Schreiben Sie den folgenden Lesetext über das Madrider KSZE-Schlussdokument vollständig und wortgetreu ab.

-------- Lesetext --------

»Wir werden diese Apparate abbauen«
Schon am 10. September, einen Tag nach Ende des Madrider Folgetreffens der Konferenz über Sicherheit und Zusammenarbeit in Europa (KSZE), stand das Schlußdokument im SED-Zentralorgan »Neues Deutschland« ("ND") - zwar nur in der Ost-Berliner Ausgabe, die ein gutes Drittel der Gesamtauflage ausmacht, aber in vollem Wortlaut. In der übrigen »ND«-Auflage erschien das Werk vorletzte Woche, ebenfalls ungekürzt.
Die sowjetische »Prawda«, die gemeinhin im Ostblock den Ton angibt, folgte erst am 20. September mit einer redaktionellen Zusammenfassung des KSZE-Papiers. Und die war in der für die kommunistischen Staaten besonders heiklen, in Madrid auch lange umstrittenen Frage der »Zusammenarbeit in humanitären und anderen Bereichen« überaus wortkarg.
Der »Prawda«-Leser mußte sich mit vagen Hinweisen auf »Bestimmungen« über »Kontakte zwischen den Menschen« und über »Familienzusammenführung« begnügen. Für nähere Einzelheiten verwies ihn das Parteiblatt auf die Zeitschriften »Internationales Leben« und »Neue Zeit« - die freilich, gemessen an der sowjetischen Bevölkerungszahl, unter Ausschluß der Öffentlichkeit erscheinen.
Am Dienstag letzter Woche war Ost-Berlin dem großen Bruder schon wieder voraus. Nach ordentlicher deutscher Art gossen die SED-Oberen die Madrider Vereinbarungen in eine Verordnung, die die Ausreise von DDR-Bürgern zu im »Ausland«, mithin auch in der Bundesrepublik lebenden Verwandten ersten Grades und Ehepartnern regelt.

-------- Dateneinträge --------

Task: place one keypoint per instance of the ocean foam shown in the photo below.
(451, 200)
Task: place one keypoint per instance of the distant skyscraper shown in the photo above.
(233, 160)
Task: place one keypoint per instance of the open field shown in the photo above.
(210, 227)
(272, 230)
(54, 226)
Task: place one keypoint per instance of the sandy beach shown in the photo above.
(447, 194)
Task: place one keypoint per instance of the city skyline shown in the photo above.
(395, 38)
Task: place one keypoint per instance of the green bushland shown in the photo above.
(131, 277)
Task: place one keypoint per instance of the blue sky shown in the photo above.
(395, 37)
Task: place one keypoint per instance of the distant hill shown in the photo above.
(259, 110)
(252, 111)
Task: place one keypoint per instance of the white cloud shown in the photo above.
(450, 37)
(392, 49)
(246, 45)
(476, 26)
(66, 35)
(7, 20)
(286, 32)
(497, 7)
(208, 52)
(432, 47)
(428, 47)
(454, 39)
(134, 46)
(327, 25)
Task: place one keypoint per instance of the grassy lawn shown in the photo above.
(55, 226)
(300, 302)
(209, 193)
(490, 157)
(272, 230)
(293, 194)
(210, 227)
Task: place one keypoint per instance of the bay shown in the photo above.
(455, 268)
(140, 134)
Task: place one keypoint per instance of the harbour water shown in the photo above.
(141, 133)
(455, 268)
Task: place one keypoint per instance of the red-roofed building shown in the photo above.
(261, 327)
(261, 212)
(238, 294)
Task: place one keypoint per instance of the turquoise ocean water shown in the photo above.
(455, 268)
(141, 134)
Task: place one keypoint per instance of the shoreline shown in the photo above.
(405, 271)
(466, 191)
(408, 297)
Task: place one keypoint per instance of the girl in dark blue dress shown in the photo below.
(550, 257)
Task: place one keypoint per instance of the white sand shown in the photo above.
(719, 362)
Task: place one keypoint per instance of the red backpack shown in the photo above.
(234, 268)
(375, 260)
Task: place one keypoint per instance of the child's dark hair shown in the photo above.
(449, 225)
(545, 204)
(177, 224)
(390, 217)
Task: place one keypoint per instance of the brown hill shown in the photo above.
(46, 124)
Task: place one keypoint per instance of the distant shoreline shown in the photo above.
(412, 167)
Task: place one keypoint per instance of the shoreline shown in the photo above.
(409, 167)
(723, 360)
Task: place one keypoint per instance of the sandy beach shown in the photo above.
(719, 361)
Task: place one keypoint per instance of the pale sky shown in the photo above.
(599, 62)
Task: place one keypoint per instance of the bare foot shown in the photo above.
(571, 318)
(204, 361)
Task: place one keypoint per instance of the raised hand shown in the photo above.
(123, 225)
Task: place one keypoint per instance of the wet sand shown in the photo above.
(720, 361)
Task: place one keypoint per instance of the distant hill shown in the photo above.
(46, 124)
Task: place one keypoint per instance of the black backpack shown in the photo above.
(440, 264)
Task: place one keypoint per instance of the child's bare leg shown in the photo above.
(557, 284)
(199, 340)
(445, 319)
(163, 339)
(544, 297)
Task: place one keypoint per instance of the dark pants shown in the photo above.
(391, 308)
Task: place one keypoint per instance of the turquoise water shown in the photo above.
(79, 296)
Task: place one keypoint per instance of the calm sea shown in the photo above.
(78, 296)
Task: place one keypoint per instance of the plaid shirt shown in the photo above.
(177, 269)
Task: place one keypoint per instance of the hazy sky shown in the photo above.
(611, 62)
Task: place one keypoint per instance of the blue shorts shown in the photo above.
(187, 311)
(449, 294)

--------

- **Schriftliche Lösung**:
»Wir werden diese Apparate abbauen«
Schon am 10. September, einen Tag nach Ende des Madrider Folgetreffens der Konferenz über Sicherheit und Zusammenarbeit in Europa (KSZE), stand das Schlußdokument im SED-Zentralorgan »Neues Deutschland« ("ND") - zwar nur in der Ost-Berliner Ausgabe, die ein gutes Drittel der Gesamtauflage ausmacht, aber in vollem Wortlaut. In der übrigen »ND«-Auflage erschien das Werk vorletzte Woche, ebenfalls ungekürzt.
Die sowjetische »Prawda«, die gemeinhin im Ostblock den Ton angibt, folgte erst am 20. September mit einer redaktionellen Zusammenfassung des KSZE-Papiers. Und die war in der für die kommunistischen Staaten besonders heiklen, in Madrid auch lange umstrittenen Frage der »Zusammenarbeit in humanitären und anderen Bereichen« überaus wortkarg.
Der »Prawda«-Leser mußte sich mit vagen Hinweisen auf »Bestimmungen« über »Kontakte zwischen den Menschen« und über »Familienzusammenführung« begnügen. Für nähere Einzelheiten verwies ihn das Parteiblatt auf die Zeitschriften »Internationales Leben« und »Neue Zeit« - die freilich, gemessen an der sowjetischen Bevölkerungszahl, unter Ausschluß der Öffentlichkeit erscheinen.
Am Dienstag letzter Woche war Ost-Berlin dem großen Bruder schon wieder voraus. Nach ordentlicher deutscher Art gossen die SED-Oberen die Madrider Vereinbarungen in eine Verordnung, die die Ausreise von DDR-Bürgern zu im »Ausland«, mithin auch in der Bundesrepublik lebenden Verwandten ersten Grades und Ehepartnern regelt.